## Page:

——

I think not, but I wish to conform strictly to your suggestion. Superphosphate is livestock. Superphosphate is the blood and bones and flesh of livestock. Withdraw superphosphate and we shall see in this country what we saw in 1947—the livestock dying of starvation on the grasslands of Ireland, as they ate the grass, because there was no superphosphate in the grass. We discovered then for the first time, in our midst, a cattle condition unknown possibly except in the veldt of South Africa—aphosphorosis.

I know it is difficult for the House to see, as it appears to me, the intimate contact between superphosphate and the standard of living of a labouring man in Dublin, Cork, Waterford or Limerick, but to me the chain is unbroken and as clear as crystal, because in superphosphate, I see the very essence and substance of the livestock industry, and in the livestock industry, I see the means of getting foreign exchange with which to purchase the raw materials to employ men in their own country. I realise that the bulk of our income from abroad is the fruit and produce of the prudent user of the land of Ireland which cannot be undertaken without an abundant supply of these materials, our present user of which should be quadrupled and doubled again. We can never do that if we do not make superphosphate available to our farmers at the lowest price possible. This is a clear departure from that principle and we propose to divide against it.

Having listened to Deputy Dillon, I am afraid I misunderstood the purport of his remarks because I was going to say I agreed with what he had to say about the necessity for applying fertilisers to our lands and to enable farmers to purchase fertilisers at the cheapest possible rates.

I said at the outset that this Order was a consequence of the fertiliser subsidy introduced by the leader of the Opposition when he was Minister for Agriculture. As he was aware at the time, not only was the undertaking given that our farmers would procure fertilisers and superphosphates at world prices, but that the Irish manufacturers of superphosphate would be protected against unfair competition from abroad, or from ordinary competition from abroad, by the payment of these subsidies and concomitant with that decision was the suspension of the 20 per cent. duty on imported superphosphate. The object of that was obvious—to ensure that an element of competition would be maintained. In furtherance of that decision, the Government, following the announcement in the White Paper, introduced an extra subsidy of £4 a ton. These two decisions taken together naturally not only induced greater production by existing manufacturers of superphosphate but the possibility of greater production by new entrants into this field.

——

## Exercise task 1:
Repeat the passage from the superphosphate debate from "Having listened to" up to and including "cheapest possible rates.".

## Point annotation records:
——

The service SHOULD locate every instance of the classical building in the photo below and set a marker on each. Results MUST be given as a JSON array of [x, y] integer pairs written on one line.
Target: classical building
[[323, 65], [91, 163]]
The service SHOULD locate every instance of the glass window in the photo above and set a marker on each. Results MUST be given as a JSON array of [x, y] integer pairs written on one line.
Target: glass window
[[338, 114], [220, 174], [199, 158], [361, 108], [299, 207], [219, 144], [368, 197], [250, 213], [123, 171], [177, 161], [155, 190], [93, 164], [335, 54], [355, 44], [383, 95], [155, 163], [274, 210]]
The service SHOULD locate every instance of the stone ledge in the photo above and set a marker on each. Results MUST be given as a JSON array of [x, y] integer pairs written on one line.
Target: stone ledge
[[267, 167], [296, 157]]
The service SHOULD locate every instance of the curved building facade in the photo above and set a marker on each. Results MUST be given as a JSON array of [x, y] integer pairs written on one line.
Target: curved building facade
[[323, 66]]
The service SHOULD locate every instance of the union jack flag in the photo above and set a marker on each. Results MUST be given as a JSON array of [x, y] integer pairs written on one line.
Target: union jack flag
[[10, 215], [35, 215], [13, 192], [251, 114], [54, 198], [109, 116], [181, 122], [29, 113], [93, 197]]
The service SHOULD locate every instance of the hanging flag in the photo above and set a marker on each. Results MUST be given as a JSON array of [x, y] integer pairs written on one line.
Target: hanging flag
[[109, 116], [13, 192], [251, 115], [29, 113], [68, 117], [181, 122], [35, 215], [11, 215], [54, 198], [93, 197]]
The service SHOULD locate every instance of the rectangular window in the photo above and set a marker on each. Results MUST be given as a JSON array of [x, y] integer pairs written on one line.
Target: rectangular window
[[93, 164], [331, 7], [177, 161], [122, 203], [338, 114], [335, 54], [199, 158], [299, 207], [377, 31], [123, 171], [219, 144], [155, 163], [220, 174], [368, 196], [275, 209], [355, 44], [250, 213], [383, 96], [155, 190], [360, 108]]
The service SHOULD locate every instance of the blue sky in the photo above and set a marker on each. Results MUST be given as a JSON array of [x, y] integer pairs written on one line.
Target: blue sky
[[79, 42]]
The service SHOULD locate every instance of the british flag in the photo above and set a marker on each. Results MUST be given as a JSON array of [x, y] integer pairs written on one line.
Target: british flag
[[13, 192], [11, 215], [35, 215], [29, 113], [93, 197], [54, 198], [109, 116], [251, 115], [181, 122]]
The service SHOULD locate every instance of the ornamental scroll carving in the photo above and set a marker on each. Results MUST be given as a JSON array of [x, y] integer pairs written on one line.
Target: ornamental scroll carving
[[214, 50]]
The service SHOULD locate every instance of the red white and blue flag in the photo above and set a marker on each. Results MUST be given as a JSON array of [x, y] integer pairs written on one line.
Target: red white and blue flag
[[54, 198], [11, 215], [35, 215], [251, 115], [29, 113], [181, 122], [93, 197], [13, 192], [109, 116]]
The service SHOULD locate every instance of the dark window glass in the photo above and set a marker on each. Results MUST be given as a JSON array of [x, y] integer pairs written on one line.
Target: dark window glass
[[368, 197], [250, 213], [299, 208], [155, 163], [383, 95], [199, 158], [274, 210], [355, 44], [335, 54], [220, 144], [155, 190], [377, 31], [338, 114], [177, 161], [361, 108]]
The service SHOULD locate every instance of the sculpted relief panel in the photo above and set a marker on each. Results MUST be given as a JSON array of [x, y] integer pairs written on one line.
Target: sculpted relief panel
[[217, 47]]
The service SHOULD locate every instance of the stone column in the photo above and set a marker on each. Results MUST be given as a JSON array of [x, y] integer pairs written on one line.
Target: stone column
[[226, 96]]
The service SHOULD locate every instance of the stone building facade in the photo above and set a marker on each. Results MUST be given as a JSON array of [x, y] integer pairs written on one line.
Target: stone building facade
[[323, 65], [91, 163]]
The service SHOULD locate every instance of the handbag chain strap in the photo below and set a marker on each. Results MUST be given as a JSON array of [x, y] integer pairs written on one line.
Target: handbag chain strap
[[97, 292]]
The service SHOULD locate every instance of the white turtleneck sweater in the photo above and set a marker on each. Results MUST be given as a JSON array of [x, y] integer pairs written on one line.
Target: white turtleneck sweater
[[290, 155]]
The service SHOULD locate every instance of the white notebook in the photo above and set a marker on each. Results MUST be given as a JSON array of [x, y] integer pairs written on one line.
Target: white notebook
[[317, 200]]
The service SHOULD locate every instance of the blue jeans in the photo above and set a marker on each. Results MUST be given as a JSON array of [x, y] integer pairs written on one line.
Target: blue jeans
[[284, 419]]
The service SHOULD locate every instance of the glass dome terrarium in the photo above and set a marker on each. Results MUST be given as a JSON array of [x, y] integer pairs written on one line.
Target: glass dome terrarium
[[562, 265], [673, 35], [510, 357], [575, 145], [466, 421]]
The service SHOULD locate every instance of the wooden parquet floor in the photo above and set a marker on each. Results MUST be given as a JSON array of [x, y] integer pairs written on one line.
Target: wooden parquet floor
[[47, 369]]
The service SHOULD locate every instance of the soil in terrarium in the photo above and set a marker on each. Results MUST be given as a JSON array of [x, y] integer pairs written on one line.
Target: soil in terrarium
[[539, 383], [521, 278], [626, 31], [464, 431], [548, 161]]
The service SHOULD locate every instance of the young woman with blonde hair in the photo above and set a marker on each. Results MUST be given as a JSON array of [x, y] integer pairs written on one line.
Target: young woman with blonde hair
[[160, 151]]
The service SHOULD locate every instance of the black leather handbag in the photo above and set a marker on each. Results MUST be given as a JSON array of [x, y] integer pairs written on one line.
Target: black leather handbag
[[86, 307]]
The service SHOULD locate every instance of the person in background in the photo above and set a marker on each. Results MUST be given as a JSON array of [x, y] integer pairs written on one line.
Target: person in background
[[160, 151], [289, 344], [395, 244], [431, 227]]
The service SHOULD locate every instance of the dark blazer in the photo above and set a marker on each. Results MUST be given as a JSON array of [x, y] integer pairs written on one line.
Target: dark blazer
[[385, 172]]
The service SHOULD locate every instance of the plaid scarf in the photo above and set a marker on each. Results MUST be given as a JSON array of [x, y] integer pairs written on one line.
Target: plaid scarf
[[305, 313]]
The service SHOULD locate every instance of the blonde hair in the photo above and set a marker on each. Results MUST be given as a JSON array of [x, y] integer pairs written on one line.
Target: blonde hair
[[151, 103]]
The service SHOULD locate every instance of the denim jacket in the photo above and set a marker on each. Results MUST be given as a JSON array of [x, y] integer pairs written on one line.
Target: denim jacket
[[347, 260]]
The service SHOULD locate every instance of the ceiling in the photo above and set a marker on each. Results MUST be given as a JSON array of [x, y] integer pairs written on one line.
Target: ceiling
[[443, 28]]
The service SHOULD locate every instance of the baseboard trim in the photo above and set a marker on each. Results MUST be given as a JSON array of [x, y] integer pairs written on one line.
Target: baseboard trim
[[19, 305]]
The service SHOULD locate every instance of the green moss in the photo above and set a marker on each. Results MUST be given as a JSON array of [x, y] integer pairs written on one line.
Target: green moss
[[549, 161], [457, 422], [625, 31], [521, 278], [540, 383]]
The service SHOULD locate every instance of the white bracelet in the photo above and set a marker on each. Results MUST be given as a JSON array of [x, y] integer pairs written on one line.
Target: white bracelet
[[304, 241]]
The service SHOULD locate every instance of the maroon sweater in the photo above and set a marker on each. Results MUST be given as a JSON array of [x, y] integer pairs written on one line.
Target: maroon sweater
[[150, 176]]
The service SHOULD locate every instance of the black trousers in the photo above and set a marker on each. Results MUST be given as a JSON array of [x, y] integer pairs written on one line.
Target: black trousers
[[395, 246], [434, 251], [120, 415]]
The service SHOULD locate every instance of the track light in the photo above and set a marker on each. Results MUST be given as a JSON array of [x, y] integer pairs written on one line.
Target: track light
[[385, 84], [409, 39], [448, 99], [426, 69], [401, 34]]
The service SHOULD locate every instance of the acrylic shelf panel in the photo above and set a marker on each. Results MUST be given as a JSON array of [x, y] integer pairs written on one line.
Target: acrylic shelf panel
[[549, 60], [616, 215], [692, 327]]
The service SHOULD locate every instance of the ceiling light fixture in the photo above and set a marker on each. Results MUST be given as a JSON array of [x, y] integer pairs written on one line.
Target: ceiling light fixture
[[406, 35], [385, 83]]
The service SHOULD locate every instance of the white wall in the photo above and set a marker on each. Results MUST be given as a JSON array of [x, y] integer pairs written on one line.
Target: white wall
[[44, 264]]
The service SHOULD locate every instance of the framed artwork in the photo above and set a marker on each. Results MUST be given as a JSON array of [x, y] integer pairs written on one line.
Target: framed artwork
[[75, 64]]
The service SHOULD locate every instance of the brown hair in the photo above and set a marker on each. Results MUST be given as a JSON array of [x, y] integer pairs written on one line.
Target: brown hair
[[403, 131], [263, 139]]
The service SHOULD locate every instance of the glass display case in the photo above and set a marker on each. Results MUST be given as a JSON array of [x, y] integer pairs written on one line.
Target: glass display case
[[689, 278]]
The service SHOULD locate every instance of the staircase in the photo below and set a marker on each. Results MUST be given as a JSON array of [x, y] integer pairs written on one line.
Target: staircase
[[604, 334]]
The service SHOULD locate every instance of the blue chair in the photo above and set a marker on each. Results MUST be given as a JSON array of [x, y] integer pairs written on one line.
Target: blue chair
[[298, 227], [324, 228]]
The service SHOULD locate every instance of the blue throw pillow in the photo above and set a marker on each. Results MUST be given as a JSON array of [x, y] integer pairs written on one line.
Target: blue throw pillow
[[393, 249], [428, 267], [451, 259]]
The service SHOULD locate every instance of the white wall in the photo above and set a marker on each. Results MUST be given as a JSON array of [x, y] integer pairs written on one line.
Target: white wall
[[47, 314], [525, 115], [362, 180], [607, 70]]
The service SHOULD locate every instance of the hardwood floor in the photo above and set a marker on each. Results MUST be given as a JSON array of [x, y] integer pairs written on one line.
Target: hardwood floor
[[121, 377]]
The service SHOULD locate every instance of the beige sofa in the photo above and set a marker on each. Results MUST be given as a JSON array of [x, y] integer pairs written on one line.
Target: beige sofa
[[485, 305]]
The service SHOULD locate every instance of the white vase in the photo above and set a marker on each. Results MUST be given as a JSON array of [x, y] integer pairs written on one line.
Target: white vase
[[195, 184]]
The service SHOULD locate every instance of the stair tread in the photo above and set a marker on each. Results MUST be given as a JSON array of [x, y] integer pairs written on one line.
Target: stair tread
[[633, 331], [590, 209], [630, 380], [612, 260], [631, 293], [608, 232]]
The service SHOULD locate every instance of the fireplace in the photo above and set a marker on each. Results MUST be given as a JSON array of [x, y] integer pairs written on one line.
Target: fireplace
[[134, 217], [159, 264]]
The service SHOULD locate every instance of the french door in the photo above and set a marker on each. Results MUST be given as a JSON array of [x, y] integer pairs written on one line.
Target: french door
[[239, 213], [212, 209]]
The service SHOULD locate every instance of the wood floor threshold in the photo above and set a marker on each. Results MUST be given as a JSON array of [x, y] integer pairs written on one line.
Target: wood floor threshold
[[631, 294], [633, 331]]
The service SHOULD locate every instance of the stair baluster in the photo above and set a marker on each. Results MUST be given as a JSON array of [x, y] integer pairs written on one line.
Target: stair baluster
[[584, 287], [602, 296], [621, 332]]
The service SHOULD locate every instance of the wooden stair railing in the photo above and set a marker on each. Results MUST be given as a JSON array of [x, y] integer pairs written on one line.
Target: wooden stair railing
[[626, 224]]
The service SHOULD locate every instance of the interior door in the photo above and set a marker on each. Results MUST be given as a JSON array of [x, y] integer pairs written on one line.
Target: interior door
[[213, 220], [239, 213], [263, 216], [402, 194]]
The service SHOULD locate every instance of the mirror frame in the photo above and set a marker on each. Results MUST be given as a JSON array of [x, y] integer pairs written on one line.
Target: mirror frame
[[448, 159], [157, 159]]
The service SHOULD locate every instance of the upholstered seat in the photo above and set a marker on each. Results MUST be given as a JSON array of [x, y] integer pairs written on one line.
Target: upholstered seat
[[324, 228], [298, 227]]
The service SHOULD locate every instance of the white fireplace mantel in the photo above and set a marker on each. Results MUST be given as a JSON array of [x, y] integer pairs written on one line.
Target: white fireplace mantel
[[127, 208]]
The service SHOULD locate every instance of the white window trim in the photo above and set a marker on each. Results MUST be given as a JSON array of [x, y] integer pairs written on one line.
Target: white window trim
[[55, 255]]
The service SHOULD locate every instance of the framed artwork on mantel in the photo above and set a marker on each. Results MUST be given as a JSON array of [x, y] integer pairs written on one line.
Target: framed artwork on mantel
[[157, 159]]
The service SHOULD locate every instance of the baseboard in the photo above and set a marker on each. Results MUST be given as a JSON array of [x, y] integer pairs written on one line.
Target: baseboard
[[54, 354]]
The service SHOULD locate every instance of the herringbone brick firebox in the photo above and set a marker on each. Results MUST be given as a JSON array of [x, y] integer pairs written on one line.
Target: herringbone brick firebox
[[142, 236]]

——

## Exercise task 2:
In the rows, swap "acrylic" for "glass" from the line with "The service SHOULD locate every instance of the acrylic" up to and including the line with "[[549, 60], [616, 215], [692, 327]]", leaving everything else unchanged. Give back only those lines.

## Exercise solution 1:
Having listened to Deputy Dillon, I am afraid I misunderstood the purport of his remarks because I was going to say I agreed with what he had to say about the necessity for applying fertilisers to our lands and to enable farmers to purchase fertilisers at the cheapest possible rates.

## Exercise solution 2:
The service SHOULD locate every instance of the glass shelf panel in the photo above and set a marker on each. Results MUST be given as a JSON array of [x, y] integer pairs written on one line.
Target: glass shelf panel
[[549, 60], [616, 215], [692, 327]]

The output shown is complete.